=== EXTRACTED ENTRIES ===

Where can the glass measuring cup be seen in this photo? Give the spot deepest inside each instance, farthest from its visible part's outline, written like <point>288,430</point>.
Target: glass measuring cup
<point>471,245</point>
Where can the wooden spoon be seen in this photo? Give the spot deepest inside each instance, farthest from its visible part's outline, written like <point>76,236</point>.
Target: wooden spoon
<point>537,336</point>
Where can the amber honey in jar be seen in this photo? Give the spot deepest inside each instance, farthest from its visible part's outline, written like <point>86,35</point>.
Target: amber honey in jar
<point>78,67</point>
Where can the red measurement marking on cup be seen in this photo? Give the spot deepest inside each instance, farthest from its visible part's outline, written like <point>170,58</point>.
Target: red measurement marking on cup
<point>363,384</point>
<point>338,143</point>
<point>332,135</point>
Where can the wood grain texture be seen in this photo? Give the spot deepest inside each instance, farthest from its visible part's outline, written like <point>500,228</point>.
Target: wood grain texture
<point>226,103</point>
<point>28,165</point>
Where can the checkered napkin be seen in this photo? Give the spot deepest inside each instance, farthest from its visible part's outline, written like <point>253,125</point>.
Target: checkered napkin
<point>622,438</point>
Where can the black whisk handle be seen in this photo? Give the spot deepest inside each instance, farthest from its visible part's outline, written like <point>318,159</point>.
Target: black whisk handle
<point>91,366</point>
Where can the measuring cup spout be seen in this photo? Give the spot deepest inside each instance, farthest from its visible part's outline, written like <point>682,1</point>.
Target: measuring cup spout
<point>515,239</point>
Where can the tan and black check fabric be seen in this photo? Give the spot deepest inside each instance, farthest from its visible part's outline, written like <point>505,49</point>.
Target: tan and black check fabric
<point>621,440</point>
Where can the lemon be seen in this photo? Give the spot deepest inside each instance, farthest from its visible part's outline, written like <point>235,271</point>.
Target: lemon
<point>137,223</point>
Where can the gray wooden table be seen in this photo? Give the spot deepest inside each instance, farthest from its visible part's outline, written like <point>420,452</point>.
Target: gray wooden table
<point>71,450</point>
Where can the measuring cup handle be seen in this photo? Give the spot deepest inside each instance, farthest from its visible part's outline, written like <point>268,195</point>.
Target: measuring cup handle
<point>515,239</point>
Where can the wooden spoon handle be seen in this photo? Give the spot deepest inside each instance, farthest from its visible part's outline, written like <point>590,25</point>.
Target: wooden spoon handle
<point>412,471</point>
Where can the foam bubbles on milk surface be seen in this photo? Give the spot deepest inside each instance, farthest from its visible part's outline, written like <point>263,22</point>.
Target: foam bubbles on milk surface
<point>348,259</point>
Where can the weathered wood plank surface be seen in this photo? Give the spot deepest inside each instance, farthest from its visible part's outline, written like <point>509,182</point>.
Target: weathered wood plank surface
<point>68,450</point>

===

INSTRUCTIONS TO FOLLOW: Turn the rows above into a numbered list with one line per item, and drop any blank lines.

ANSWER TO THE EXERCISE:
1. Where can the glass measuring cup be seen in this photo? Give the spot deepest inside each instance, farthest from its visible part's outline, written like <point>288,430</point>.
2. Target: glass measuring cup
3. <point>471,245</point>
4. Where can the wooden spoon be seen in this photo? Give the spot deepest inside each instance, farthest from its visible part's outline, written like <point>76,236</point>.
5. Target: wooden spoon
6. <point>537,336</point>
7. Where can the amber honey in jar be seen in this photo? Give the spot deepest inside each instance, farthest from its visible part's outline, written like <point>86,35</point>.
8. Target: amber honey in jar
9. <point>78,67</point>
10. Where can the red measurement marking on cup be seen in this photo? Give the spot deepest inside each instance, farthest from its visible part's outline, written like <point>170,58</point>.
11. Target: red measurement marking on cup
12. <point>363,384</point>
13. <point>338,143</point>
14. <point>332,135</point>
15. Where can the wood grain texture be seen in this photo? Give the spot deepest inside each instance, farthest from its visible part's outline, written like <point>500,228</point>.
16. Target: wood grain texture
17. <point>226,103</point>
18. <point>28,165</point>
19. Where can the checkered napkin be seen in this photo? Give the spot deepest inside each instance, farthest from its visible part's outline, written like <point>253,125</point>.
20. Target: checkered napkin
21. <point>622,438</point>
22. Where can the black whisk handle be seen in this photo? Give the spot deepest inside each instance, farthest from its visible part's outline, written like <point>318,159</point>.
23. Target: black whisk handle
24. <point>91,366</point>
25. Where can the measuring cup spout be seen in this photo? Give the spot deepest inside each instance, farthest from its visible part's outline, written like <point>682,1</point>.
26. Target: measuring cup spout
27. <point>515,239</point>
28. Where can the tan and black check fabric be seen in this photo? Give the spot deepest inside each instance, farthest from its visible part's outline, written like <point>505,49</point>.
29. Target: tan and black check fabric
30. <point>621,440</point>
31. Where can the lemon be seen in this photo? Give the spot deepest inside each instance, farthest from its visible part's outline, written like <point>235,271</point>.
32. Target: lemon
33. <point>137,223</point>
34. Where can the gray wooden table be seen in this photo? Give the spot deepest inside each instance, farthest from its visible part's outline, written like <point>420,452</point>.
35. Target: gray wooden table
36. <point>71,450</point>
37. Where can the measuring cup handle be seen in this photo? Give the spot deepest inside each instance, farthest from its visible part's outline, written like <point>268,195</point>.
38. Target: measuring cup handle
39. <point>515,239</point>
40. Where can the wooden spoon handle be seen in this photo? Give the spot deepest inside each instance, farthest from its visible part's outline, written like <point>590,25</point>.
41. Target: wooden spoon handle
42. <point>412,471</point>
43. Where can the foam bubbles on milk surface be seen in this photo? Give the spot deepest inside each instance, farthest from its visible part's outline, written like <point>263,22</point>.
44. Target: foam bubbles on milk surface
45. <point>348,259</point>
46. Where can the weathered wood plank surface be seen in this photo? Give the spot deepest inside each instance, farthest from its visible part's outline, written like <point>509,182</point>.
47. Target: weathered wood plank surface
48. <point>68,450</point>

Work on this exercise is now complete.